[Exercise]
Count the lines in the rows below that contain the word "need". Reply with the number alone.

[Given entries]

= = = =

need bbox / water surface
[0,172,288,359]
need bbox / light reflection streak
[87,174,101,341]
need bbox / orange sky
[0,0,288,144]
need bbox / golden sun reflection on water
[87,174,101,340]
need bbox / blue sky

= = = =

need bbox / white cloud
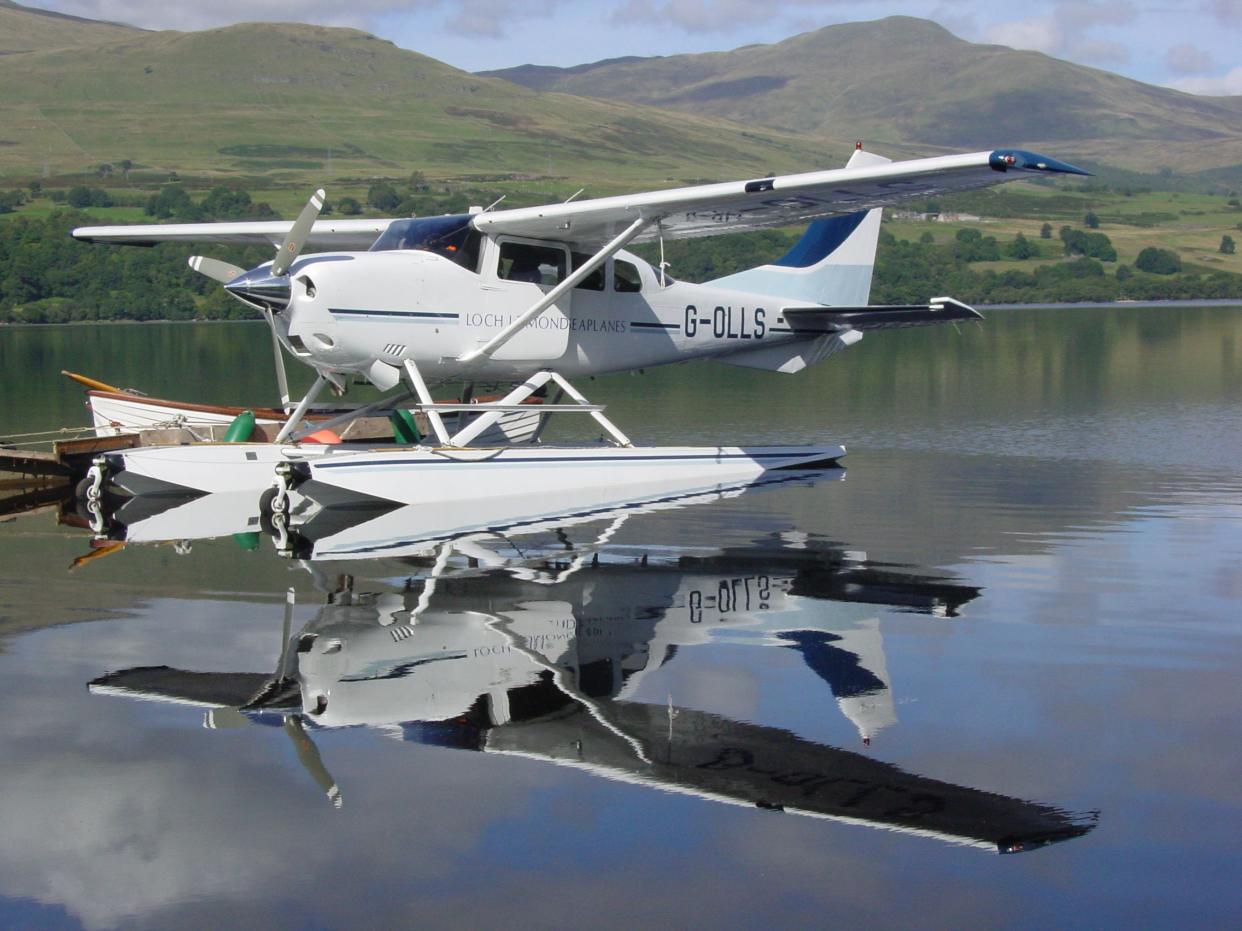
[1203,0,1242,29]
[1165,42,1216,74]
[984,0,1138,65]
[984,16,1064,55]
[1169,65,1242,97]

= = = =

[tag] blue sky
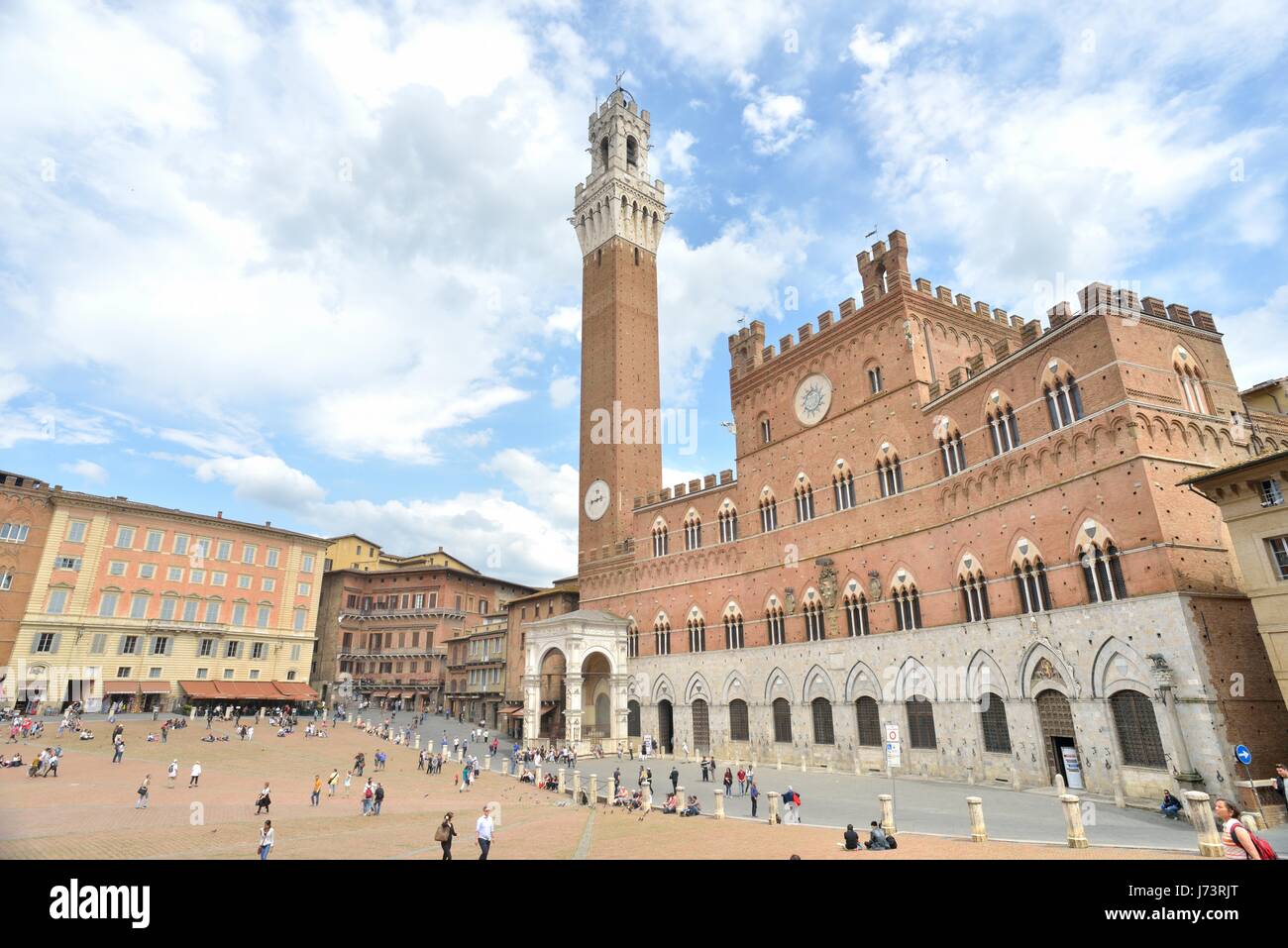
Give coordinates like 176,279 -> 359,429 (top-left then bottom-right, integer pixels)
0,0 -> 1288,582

= = = =

[Answer to this exercise]
6